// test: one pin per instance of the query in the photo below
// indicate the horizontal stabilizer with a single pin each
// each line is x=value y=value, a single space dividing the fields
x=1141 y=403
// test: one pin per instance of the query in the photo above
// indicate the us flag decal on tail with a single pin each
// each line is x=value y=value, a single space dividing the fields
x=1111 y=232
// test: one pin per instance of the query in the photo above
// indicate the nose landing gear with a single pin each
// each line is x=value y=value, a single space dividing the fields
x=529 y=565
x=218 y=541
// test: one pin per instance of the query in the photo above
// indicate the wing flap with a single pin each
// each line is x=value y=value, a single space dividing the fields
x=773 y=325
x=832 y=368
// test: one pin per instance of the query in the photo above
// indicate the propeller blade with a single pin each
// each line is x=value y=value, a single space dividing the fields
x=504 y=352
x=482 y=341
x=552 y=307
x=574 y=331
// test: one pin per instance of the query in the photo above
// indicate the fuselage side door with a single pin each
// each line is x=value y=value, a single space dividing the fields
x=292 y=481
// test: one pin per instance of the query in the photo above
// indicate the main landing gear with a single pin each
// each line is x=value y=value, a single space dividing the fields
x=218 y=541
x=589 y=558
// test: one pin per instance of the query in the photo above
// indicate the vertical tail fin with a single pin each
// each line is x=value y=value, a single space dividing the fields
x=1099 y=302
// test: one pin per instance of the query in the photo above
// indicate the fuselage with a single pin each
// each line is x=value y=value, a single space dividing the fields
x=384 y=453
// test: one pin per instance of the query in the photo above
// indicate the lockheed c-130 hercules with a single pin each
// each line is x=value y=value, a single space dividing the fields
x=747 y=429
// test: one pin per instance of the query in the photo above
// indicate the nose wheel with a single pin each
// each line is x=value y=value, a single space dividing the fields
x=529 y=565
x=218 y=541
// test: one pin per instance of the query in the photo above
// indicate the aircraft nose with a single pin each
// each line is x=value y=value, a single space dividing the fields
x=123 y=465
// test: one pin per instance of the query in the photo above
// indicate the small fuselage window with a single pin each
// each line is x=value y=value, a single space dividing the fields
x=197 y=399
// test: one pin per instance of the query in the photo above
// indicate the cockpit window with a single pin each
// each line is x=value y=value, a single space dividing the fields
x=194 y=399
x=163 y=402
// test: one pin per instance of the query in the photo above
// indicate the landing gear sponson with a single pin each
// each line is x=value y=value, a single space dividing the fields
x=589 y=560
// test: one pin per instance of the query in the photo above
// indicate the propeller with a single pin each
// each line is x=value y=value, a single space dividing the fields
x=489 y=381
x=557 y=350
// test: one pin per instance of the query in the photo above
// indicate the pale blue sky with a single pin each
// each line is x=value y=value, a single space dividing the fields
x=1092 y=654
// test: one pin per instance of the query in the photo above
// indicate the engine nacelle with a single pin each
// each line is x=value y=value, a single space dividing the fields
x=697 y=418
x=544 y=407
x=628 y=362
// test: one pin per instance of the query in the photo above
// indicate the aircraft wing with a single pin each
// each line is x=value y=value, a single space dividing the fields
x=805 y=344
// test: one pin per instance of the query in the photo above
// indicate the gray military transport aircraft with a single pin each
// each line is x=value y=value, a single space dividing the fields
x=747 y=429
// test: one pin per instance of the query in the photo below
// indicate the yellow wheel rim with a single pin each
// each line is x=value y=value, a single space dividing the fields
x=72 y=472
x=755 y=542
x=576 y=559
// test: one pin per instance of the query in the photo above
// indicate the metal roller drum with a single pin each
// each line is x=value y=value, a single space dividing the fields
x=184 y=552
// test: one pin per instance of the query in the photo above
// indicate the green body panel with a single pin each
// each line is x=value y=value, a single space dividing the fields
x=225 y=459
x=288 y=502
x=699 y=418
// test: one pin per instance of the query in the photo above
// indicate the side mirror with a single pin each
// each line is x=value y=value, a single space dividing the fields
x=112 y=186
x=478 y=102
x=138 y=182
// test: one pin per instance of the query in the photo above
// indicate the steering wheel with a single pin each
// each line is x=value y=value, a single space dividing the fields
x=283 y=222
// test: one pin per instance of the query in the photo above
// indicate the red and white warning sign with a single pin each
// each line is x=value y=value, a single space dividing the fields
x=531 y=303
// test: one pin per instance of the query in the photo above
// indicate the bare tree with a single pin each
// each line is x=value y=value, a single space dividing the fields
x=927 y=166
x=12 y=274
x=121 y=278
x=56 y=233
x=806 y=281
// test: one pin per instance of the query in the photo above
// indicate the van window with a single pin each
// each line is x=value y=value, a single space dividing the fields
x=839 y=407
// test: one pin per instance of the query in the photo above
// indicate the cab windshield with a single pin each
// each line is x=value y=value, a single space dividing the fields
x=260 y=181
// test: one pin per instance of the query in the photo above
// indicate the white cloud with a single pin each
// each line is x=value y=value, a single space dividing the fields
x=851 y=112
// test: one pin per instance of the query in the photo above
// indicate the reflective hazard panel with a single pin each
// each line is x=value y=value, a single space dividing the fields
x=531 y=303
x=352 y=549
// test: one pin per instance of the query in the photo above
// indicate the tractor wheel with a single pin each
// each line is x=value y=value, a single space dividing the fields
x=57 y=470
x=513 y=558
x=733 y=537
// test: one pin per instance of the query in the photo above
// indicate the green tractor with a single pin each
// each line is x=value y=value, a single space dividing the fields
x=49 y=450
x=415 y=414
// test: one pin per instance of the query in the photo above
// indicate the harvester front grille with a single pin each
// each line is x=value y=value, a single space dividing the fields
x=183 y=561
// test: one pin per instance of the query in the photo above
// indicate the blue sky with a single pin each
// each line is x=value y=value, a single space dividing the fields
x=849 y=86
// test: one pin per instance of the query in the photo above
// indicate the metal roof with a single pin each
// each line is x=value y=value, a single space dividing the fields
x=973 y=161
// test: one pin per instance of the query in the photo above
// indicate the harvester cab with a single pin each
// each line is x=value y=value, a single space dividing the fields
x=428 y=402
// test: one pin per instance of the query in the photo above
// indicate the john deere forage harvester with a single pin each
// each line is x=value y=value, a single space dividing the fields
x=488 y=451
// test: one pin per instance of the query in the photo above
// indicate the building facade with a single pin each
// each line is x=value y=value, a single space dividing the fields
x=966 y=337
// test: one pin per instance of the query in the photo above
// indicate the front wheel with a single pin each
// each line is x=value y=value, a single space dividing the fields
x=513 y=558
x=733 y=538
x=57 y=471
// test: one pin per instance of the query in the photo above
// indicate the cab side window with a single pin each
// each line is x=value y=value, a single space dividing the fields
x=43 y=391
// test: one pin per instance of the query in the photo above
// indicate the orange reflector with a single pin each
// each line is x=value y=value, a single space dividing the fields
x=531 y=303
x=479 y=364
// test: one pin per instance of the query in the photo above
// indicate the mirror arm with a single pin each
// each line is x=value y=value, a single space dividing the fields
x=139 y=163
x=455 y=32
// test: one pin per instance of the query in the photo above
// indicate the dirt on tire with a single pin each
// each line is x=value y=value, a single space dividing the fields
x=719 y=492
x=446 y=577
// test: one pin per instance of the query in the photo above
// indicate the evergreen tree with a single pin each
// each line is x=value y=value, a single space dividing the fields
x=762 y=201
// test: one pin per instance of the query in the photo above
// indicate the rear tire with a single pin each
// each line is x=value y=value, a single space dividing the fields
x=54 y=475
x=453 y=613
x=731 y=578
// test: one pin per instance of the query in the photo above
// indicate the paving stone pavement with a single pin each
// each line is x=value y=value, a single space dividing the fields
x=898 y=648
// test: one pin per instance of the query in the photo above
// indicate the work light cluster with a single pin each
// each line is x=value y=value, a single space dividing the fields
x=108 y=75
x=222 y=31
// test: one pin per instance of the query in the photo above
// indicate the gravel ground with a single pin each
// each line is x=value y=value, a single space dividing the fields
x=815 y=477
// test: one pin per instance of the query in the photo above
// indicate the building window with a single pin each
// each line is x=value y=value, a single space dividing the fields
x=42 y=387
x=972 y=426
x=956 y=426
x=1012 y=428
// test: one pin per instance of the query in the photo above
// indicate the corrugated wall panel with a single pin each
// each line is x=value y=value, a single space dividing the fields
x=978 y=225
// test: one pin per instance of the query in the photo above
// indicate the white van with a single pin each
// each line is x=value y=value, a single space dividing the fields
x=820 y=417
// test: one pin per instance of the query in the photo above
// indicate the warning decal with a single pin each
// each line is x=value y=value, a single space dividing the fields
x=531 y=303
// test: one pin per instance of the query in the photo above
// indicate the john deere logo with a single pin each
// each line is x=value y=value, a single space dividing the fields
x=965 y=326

TASK DESCRIPTION
Your answer should consist of the lines from the material that contain "wheel".

ANSWER SPACE
// indicate the nose wheel with a single pin each
// indicate the yellow wheel rim with a single pin each
// indicate the steering wheel with a single pin each
// indicate the tractor wheel with a single pin each
// indicate the front wheel with a single pin each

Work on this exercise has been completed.